• _Задания_:
**A)** Перескажите короче абзац текста о Богрове, который начинается словами «Покушение произошло 14 сентября», и сохраните его основные факты.
**B)** Напишите продолжение текста о Богрове, начиная сразу после его последнего предложения.

• _Цитируемый текст_:
========

Основной чертой характера Богрова было бесстрашие и выдержка. Впервые он показал себя во время драки студенческой молодежи с полицией на лекции известного радикального публициста. Городовые потребовали «очистить зал» и обнажили шашки. «Вся публика, — вспоминал брат Богрова Владимир, — в панике ринулась из зала, а Богров не растерялся. Он чуть ли не один остался в зале, где неистовствовали городовые, защищаясь деревянной палкой от шашек, которыми таковая и была перерублена пополам».
Тем не менее, многие мемуаристы писали, что Богров производил на них отталкивающее впечатление. Заслуженный большевик, близкий соратник Ленина, носивший кличку Валентинов, — он же Сергей Богров — также отмечал некоторую моральную ущербность своего двоюродного брата Дмитрия. Знаменитому террористу многие человеческие чувства были просто не знакомы. Во имя «великого дела» он сумел подавить в себе не только страх, но и нежность, жалость, привязанность к близким. Обычным его состоянием были сплин и равнодушие. Ничто, казалось, в этом мире не привлекало и не радовало его.
«Нет никакого интереса к жизни, — писал как-то Богров двоюродному брату. — Ничего, кроме бесконечного ряда котлет, которые мне предстоит скушать в жизни. И то, если моя адвокатская практика это позволит. Тоскливо, скучно, а главное — одиноко».
Покушение произошло 14 сентября в самом неожиданном месте и в самое неподходящее для убийства время: во время представления оперы Римского-Корсакова «Золотой петушок» в Городском театре (нынешний Национальный театр оперы и балета). В здании было полно полиции, жандармерии и филеров. В генерал-губернаторской ложе с левой стороны от сцены сидел царь с великими княжнами Ольгой и Татьяной. В партере разместилась знать и министры. Попасть на это представление было почти невозможно. Но Богрову билет дали. И не куда-нибудь, а в 18-й ряд партера.
Вызывающую дерзость Богрова киевляне объясняли тем, что его прикрывала охранка. Сразу после выстрелов в зале должен был погаснуть свет, и убийце оставалось только пройти в темноте несколько шагов к боковым дверям, пересечь фойе и выскользнуть на улицу.

========

Полигональная разметка фотографий
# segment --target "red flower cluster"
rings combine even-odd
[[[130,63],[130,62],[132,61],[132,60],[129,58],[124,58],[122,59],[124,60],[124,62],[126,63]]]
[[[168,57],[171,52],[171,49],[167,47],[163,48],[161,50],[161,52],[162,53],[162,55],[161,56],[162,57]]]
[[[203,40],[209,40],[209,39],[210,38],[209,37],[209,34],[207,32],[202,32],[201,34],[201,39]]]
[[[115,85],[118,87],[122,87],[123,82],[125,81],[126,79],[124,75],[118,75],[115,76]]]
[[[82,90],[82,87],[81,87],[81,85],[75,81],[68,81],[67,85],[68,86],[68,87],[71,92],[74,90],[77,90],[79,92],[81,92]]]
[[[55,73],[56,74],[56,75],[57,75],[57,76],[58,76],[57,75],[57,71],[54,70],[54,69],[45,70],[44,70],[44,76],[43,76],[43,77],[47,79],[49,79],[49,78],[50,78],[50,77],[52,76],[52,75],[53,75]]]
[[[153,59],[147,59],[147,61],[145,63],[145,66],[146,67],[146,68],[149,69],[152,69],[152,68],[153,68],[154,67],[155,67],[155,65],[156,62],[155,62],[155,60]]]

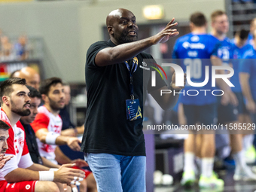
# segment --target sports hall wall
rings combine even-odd
[[[165,18],[146,20],[145,5],[162,5]],[[0,4],[0,29],[7,35],[43,39],[44,77],[58,76],[70,83],[84,82],[85,54],[89,46],[103,39],[102,26],[108,14],[116,8],[129,9],[138,24],[187,21],[200,11],[209,19],[216,9],[224,10],[224,0],[99,0],[31,2]]]

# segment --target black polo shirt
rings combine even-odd
[[[85,78],[87,90],[87,111],[81,151],[85,153],[107,153],[126,156],[145,155],[142,120],[126,119],[126,99],[130,99],[130,72],[124,62],[98,67],[94,59],[99,50],[114,47],[108,41],[92,44],[87,53]],[[151,70],[143,59],[153,59],[150,54],[136,56],[138,68],[133,73],[134,96],[139,99],[142,113],[146,93],[166,85],[157,72],[156,87],[151,87]],[[127,61],[130,65],[133,59]],[[154,66],[155,67],[155,66]]]

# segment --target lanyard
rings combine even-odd
[[[24,128],[25,128],[25,127],[24,127]],[[42,160],[42,159],[41,159],[41,156],[40,156],[40,154],[39,154],[38,149],[35,148],[35,143],[34,143],[34,140],[33,140],[33,138],[34,138],[33,133],[32,133],[32,130],[30,130],[30,129],[32,129],[32,128],[29,127],[29,126],[28,126],[28,125],[26,126],[26,128],[27,130],[29,130],[29,136],[29,136],[28,138],[29,139],[31,145],[32,145],[32,147],[34,151],[35,151],[35,154],[36,154],[36,156],[37,156],[38,160],[38,163],[41,164],[41,165],[42,165],[42,164],[43,164],[43,160]]]
[[[125,65],[127,67],[127,69],[130,73],[130,96],[131,99],[134,100],[134,93],[133,93],[133,74],[137,70],[138,68],[138,58],[136,56],[134,56],[133,59],[133,66],[132,69],[130,68],[129,63],[127,61],[124,62]]]

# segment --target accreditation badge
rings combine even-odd
[[[139,105],[139,99],[127,99],[126,104],[126,118],[130,120],[142,118],[142,109]]]

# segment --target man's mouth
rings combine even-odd
[[[27,103],[24,105],[24,108],[30,108],[30,103]]]
[[[136,36],[137,32],[136,31],[130,31],[128,32],[128,35],[132,35],[132,36]]]

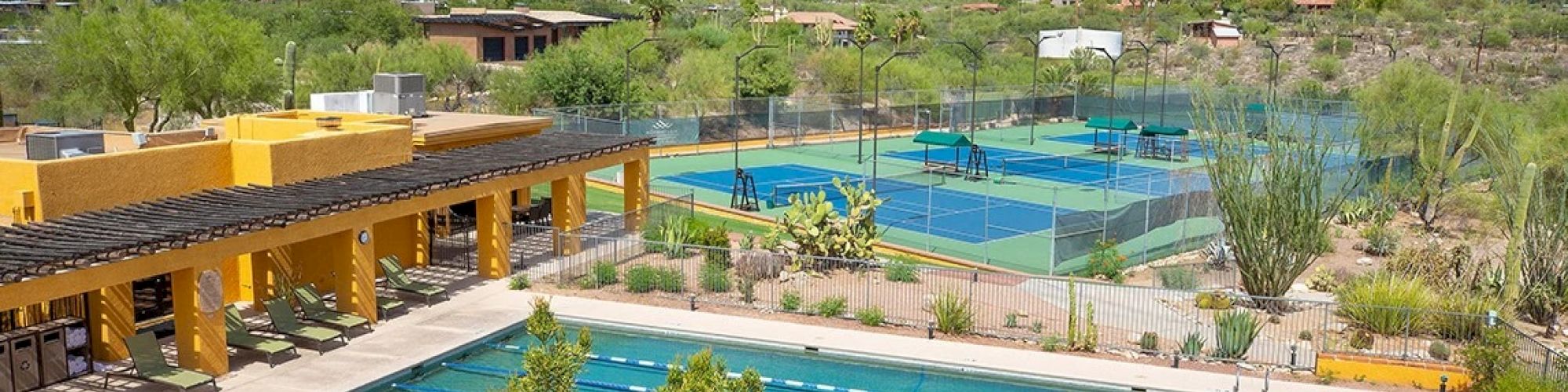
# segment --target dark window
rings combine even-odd
[[[528,50],[528,36],[517,36],[511,39],[513,60],[527,60],[530,55]]]
[[[506,60],[506,38],[503,36],[486,36],[480,45],[480,60],[483,61],[505,61]]]
[[[550,41],[546,36],[533,36],[533,52],[541,53],[544,47],[549,47]]]

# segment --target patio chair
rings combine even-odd
[[[425,304],[430,304],[431,296],[447,293],[447,289],[444,287],[408,279],[408,273],[403,271],[403,265],[398,263],[397,256],[376,259],[376,263],[381,263],[381,270],[386,271],[387,276],[386,284],[389,289],[405,293],[422,295],[425,296]]]
[[[267,318],[273,320],[273,331],[315,342],[315,351],[321,351],[321,343],[332,339],[348,343],[342,331],[299,325],[299,318],[295,318],[293,306],[289,306],[287,296],[267,299],[262,304],[267,306]]]
[[[299,303],[299,312],[304,314],[306,320],[325,323],[342,331],[348,331],[356,326],[375,331],[375,328],[370,326],[370,318],[326,307],[326,301],[321,299],[321,293],[315,290],[315,284],[295,287],[293,293],[295,301]]]
[[[163,359],[163,350],[158,348],[158,339],[152,337],[152,332],[127,336],[125,350],[130,351],[132,372],[121,372],[124,376],[146,379],[177,387],[180,390],[204,384],[210,384],[213,389],[218,387],[218,381],[205,373],[169,365],[169,362]],[[110,375],[113,375],[113,372],[103,375],[103,389],[108,389]]]
[[[252,336],[251,328],[246,326],[245,318],[240,317],[240,309],[234,307],[234,304],[223,307],[223,325],[224,334],[229,337],[229,347],[265,354],[268,367],[278,365],[273,362],[274,354],[284,351],[296,356],[299,354],[295,345],[289,340]]]

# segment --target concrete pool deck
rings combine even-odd
[[[475,339],[494,334],[524,320],[536,293],[506,290],[505,281],[480,282],[452,299],[430,307],[414,307],[389,318],[375,332],[354,337],[348,345],[318,354],[299,350],[299,358],[281,359],[276,368],[254,354],[232,359],[235,372],[221,378],[223,390],[350,390],[403,372],[452,351]],[[721,336],[823,351],[859,353],[933,362],[953,367],[986,368],[1058,379],[1131,384],[1148,390],[1231,390],[1232,375],[1181,370],[1157,365],[1093,359],[1069,354],[972,345],[919,337],[836,329],[826,326],[770,321],[681,309],[554,296],[555,312],[566,318],[698,336]],[[100,376],[83,376],[50,390],[100,390]],[[1242,378],[1240,390],[1262,390],[1261,378]],[[108,390],[162,390],[157,386],[114,378]],[[1270,390],[1353,390],[1333,386],[1272,381]]]

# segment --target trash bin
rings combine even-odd
[[[20,331],[11,336],[11,387],[33,390],[41,386],[38,368],[38,334]]]
[[[44,386],[66,381],[66,329],[60,323],[50,323],[38,332],[39,379]]]

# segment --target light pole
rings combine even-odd
[[[737,176],[740,174],[740,113],[737,113],[735,103],[740,102],[740,60],[746,58],[748,55],[751,55],[751,52],[757,52],[757,49],[775,49],[775,47],[778,47],[778,45],[773,45],[773,44],[753,44],[751,47],[746,49],[746,52],[740,52],[740,55],[735,55],[735,78],[734,78],[734,83],[735,83],[735,99],[729,102],[729,122],[734,127],[729,130],[731,132],[729,133],[729,140],[734,144],[734,151],[735,151],[735,174]]]
[[[881,69],[884,66],[887,66],[887,63],[891,63],[894,58],[914,56],[914,55],[919,55],[919,53],[920,52],[909,52],[909,50],[892,52],[892,55],[887,56],[887,58],[884,58],[881,64],[877,64],[877,71],[873,72],[875,75],[872,77],[875,80],[875,82],[872,82],[872,113],[875,113],[877,108],[881,107]],[[870,188],[870,190],[877,190],[877,162],[878,162],[878,158],[877,158],[877,155],[878,155],[877,154],[878,152],[877,141],[878,140],[881,140],[881,124],[880,122],[877,124],[877,127],[872,129],[872,179],[870,179],[870,185],[867,185],[867,188]]]
[[[977,129],[975,100],[980,96],[980,50],[985,50],[985,47],[991,44],[1002,44],[1002,41],[986,41],[985,44],[980,44],[978,49],[964,41],[942,41],[942,44],[961,45],[964,50],[969,50],[969,56],[974,58],[974,63],[969,63],[969,138],[974,140]]]
[[[1275,105],[1275,99],[1278,99],[1275,86],[1279,85],[1279,55],[1295,47],[1295,44],[1275,45],[1270,41],[1262,41],[1258,45],[1269,49],[1269,53],[1273,55],[1273,63],[1269,64],[1269,105]]]
[[[1134,39],[1132,44],[1143,50],[1143,93],[1138,97],[1138,124],[1149,124],[1149,64],[1154,64],[1154,58],[1149,56],[1149,44],[1142,39]]]
[[[1062,34],[1040,36],[1040,39],[1035,39],[1033,36],[1024,38],[1029,41],[1029,44],[1035,45],[1035,69],[1033,72],[1029,72],[1029,144],[1030,146],[1035,144],[1035,122],[1040,122],[1040,45],[1043,45],[1046,39],[1054,39],[1054,38],[1062,38]]]
[[[1163,127],[1165,125],[1165,102],[1170,100],[1170,96],[1165,94],[1165,89],[1171,85],[1170,83],[1170,78],[1171,78],[1171,61],[1170,61],[1170,56],[1171,56],[1171,52],[1170,52],[1171,41],[1159,38],[1159,39],[1154,39],[1154,45],[1165,45],[1165,49],[1160,49],[1160,127]]]
[[[627,47],[626,53],[622,55],[622,61],[626,64],[626,72],[621,75],[621,88],[622,88],[621,91],[626,93],[626,100],[621,100],[621,135],[626,135],[626,122],[627,122],[626,121],[626,105],[630,103],[630,97],[632,97],[632,50],[637,50],[643,44],[654,42],[654,41],[665,41],[665,39],[663,38],[657,38],[657,36],[643,38],[643,41],[637,41],[637,44],[632,44],[632,47]]]

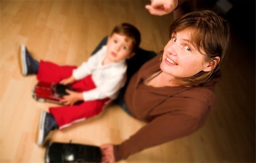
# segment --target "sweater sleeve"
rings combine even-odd
[[[115,161],[125,159],[146,148],[189,135],[201,126],[203,120],[204,118],[178,112],[159,116],[129,139],[114,146]]]

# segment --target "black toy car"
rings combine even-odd
[[[52,142],[46,148],[45,162],[101,162],[101,156],[97,146]]]

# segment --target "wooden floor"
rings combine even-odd
[[[45,149],[36,145],[35,135],[40,111],[53,105],[32,99],[36,80],[20,74],[20,44],[38,60],[79,65],[115,25],[126,22],[141,31],[142,48],[159,52],[168,39],[172,15],[150,15],[144,8],[149,2],[0,0],[0,162],[44,161]],[[121,162],[255,162],[255,52],[241,41],[233,43],[216,90],[217,108],[205,125]],[[54,132],[52,140],[118,144],[143,125],[113,105],[96,117]]]

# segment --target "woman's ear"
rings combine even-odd
[[[203,71],[205,72],[210,72],[212,70],[214,69],[217,66],[217,65],[218,65],[218,64],[220,63],[220,57],[215,57],[213,60],[206,63]]]
[[[135,55],[136,53],[135,53],[135,52],[133,52],[133,53],[132,53],[131,54],[130,54],[130,55],[128,55],[128,56],[127,56],[127,57],[126,57],[126,59],[130,59],[130,58],[131,58],[133,56],[134,56],[134,55]]]

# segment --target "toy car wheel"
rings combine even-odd
[[[39,98],[39,99],[38,99],[38,101],[40,102],[45,102],[46,99],[44,98]]]

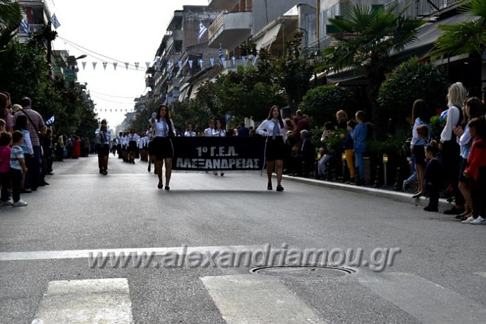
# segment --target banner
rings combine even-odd
[[[174,137],[172,168],[183,171],[261,171],[262,137]]]

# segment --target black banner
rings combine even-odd
[[[259,171],[264,167],[265,138],[175,137],[173,170]]]

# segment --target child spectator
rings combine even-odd
[[[12,152],[10,153],[10,178],[14,197],[14,207],[26,206],[27,203],[21,200],[21,183],[27,169],[24,161],[24,153],[21,145],[23,142],[23,135],[21,131],[15,131],[12,134]]]
[[[439,211],[439,194],[442,184],[442,166],[437,160],[439,145],[435,140],[425,145],[425,156],[429,163],[425,166],[424,182],[429,192],[429,205],[424,208],[426,212]]]
[[[472,215],[461,223],[486,224],[486,121],[485,118],[475,118],[468,123],[469,132],[474,141],[468,157],[468,166],[464,176],[471,178]],[[469,221],[469,222],[468,222]]]
[[[363,163],[363,154],[366,150],[366,136],[368,136],[368,127],[364,123],[364,112],[359,110],[356,112],[356,127],[353,129],[348,126],[348,130],[351,134],[351,138],[355,141],[353,149],[355,150],[355,159],[356,166],[359,168],[359,179],[361,183],[364,183],[364,166]]]
[[[10,188],[10,144],[12,135],[8,132],[0,133],[0,178],[1,178],[1,205],[11,206],[13,203],[8,199]]]

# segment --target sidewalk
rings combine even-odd
[[[276,175],[274,175],[274,177]],[[315,179],[303,178],[299,177],[292,177],[290,175],[283,175],[283,180],[298,182],[300,184],[318,186],[327,188],[329,189],[348,191],[351,192],[366,195],[379,198],[387,198],[401,203],[415,204],[415,205],[426,206],[429,205],[429,199],[420,197],[414,199],[411,197],[412,194],[400,191],[392,191],[389,190],[379,189],[372,187],[359,186],[352,184],[342,184],[340,182],[332,182],[324,180],[317,180]],[[450,208],[452,205],[447,202],[446,199],[439,199],[439,209],[444,210]]]

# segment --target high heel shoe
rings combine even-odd
[[[418,192],[418,193],[417,193],[417,194],[413,195],[412,196],[412,198],[413,198],[414,199],[418,199],[418,198],[420,198],[420,197],[421,197],[422,196],[423,196],[424,195],[425,195],[425,192]]]

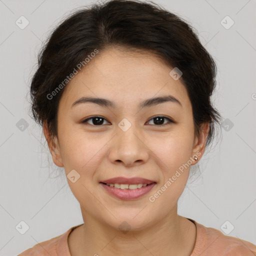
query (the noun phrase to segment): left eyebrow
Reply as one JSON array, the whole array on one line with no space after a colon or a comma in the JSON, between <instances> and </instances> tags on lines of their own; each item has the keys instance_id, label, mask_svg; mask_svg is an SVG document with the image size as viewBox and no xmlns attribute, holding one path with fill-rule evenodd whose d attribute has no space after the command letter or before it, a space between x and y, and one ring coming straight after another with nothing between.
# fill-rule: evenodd
<instances>
[{"instance_id":1,"label":"left eyebrow","mask_svg":"<svg viewBox=\"0 0 256 256\"><path fill-rule=\"evenodd\" d=\"M166 102L176 103L182 107L182 104L177 98L172 95L168 95L146 100L139 104L138 108L143 108L152 106ZM92 102L102 106L110 107L112 108L117 108L116 105L114 102L108 100L92 97L82 97L79 98L72 104L71 108L75 105L86 102Z\"/></svg>"}]
</instances>

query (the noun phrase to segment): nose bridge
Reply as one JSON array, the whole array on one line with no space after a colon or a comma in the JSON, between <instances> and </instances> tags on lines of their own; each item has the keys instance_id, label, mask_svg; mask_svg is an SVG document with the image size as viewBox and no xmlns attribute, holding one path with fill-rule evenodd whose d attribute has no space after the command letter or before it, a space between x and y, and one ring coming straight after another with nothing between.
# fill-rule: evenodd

========

• _Ответы_:
**A)** Покушение случилось 14 сентября в Городском театре (ныне Национальный театр оперы и балета) во время оперы Римского-Корсакова «Золотой петушок». В здании было полно полиции, жандармов и филеров. Царь с великими княжнами Ольгой и Татьяной сидел в генерал-губернаторской ложе слева от сцены, а в партере находились знать и министры. Попасть на представление было почти невозможно, однако Богров получил билет в 18-й ряд партера.

**B)**
«Когда после покушения начали расследовать дело, — писала, опираясь на городские слухи, мемуаристка Анна Берло, — то выяснилось, что билет на вход в театр, согласно заявлению киевской управы, выдало Богрову охранное отделение и что Богрова, если бы ему удалось после покушения во время паники выскочить из театра, ждал автомобиль, который заготовила охранка».
План был неплохой. И сначала все шло как по писаному.
Во время второго антракта убийца поднялся со своего места № 406 в 18-м ряду партера и свободно прошел через весь театр к сцене, прикрывая театральной программкой пистолет, засунутый во внутренний карман фрака. Столыпин также встал со своего места Ь 5 в первом ряду и, стоя у оркестровой ямы, беседовал с военным министром (бывшим киевским генерал-губернатором) Сухомлиновым и шталмейстером графом Потоцким.
Богров стрелял с близкого расстояния почти в упор и смертельно ранил премьера. (Столыпин умер 18 сентября в Хирургической больнице братьев Маковских на Мало-Владимирской улице, ныне — О. Гончара).
Сделав свое черное дело, убийца направился к выходу, но по дороге задержался и удивленно взглянул на люстру. Она продолжала гореть! (Незадолго перед тем неизвестные лица ломились в помещение пульта осветительных приборов театра, но дежурный электрик не открыл им дверь).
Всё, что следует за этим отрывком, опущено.